**ACTIVITY**
Which lines of the material below contain the string "positive"? Copy out each of those lines in full.
━━━ GIVEN ENTRIES ━━━
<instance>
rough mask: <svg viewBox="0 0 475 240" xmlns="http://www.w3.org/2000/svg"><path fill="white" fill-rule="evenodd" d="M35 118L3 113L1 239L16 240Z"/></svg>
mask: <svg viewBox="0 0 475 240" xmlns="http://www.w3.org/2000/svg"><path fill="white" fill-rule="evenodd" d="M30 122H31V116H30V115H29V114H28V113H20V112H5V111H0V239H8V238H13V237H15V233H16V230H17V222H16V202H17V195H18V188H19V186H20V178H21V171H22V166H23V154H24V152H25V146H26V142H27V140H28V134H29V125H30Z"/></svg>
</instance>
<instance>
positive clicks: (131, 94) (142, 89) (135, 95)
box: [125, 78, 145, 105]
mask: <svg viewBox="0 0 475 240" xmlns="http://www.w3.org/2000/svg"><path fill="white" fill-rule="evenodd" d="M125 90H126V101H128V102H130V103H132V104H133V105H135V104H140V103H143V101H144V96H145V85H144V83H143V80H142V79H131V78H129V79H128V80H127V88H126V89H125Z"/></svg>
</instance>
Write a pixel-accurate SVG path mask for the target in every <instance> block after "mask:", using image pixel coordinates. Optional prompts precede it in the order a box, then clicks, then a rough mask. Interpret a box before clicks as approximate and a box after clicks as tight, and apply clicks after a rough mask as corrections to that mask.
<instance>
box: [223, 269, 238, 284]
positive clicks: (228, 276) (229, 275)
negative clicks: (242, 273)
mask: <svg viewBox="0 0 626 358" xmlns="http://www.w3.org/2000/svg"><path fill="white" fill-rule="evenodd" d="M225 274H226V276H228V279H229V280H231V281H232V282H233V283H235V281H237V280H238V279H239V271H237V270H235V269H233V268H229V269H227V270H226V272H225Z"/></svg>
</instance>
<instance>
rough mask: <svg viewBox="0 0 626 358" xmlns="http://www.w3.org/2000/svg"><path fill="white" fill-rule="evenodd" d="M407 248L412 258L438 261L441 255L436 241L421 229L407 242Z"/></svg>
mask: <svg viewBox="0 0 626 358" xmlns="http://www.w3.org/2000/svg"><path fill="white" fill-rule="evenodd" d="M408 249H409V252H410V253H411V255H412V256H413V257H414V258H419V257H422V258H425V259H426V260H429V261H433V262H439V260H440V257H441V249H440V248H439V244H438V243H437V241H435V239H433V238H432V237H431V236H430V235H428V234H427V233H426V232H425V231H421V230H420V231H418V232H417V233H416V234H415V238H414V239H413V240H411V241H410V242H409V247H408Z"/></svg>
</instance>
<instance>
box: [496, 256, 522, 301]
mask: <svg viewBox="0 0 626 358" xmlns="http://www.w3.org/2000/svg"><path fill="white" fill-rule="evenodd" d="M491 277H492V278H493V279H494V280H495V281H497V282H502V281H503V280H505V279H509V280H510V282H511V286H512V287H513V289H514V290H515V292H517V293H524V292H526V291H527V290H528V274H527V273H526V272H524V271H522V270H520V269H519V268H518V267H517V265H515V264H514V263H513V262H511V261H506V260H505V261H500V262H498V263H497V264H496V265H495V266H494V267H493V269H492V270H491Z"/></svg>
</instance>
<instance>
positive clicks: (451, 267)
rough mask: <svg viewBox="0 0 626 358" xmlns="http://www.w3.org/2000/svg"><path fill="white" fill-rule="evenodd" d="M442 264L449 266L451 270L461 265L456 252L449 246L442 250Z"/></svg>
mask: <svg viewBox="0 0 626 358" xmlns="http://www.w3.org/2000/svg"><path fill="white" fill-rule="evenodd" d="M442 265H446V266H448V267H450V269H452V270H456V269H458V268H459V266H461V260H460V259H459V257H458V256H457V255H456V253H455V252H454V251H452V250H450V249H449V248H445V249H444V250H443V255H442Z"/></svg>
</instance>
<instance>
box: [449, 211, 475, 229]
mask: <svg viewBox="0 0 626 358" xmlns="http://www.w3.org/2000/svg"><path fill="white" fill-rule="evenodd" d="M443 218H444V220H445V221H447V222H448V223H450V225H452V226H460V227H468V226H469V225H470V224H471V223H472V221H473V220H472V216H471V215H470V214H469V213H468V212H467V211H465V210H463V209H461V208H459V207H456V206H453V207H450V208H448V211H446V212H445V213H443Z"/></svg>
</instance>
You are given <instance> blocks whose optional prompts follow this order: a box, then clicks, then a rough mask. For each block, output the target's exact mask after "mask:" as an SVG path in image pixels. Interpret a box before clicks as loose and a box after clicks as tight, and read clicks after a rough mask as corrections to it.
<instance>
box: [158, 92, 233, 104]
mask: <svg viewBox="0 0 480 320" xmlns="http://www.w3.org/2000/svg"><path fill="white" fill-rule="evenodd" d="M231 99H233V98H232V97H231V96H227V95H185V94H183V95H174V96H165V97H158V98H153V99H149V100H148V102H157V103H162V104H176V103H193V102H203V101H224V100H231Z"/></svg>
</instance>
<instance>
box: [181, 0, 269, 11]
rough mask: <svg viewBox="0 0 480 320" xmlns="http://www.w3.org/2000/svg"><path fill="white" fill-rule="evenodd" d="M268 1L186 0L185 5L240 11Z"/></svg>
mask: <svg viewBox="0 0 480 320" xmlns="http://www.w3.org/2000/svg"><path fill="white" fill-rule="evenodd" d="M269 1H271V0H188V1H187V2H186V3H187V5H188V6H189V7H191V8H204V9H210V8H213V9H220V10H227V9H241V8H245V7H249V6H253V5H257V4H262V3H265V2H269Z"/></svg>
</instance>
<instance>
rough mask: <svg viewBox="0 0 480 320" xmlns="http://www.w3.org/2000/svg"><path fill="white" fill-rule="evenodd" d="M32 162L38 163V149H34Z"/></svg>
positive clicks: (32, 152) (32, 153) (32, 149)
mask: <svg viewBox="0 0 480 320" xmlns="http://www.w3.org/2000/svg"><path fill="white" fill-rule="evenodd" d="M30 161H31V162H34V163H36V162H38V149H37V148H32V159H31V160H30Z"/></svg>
━━━
**EXERCISE SOLUTION**
positive clicks: (131, 94) (142, 89) (135, 95)
positive clicks: (228, 276) (229, 275)
positive clicks: (451, 267)
positive clicks: (32, 152) (32, 153) (32, 149)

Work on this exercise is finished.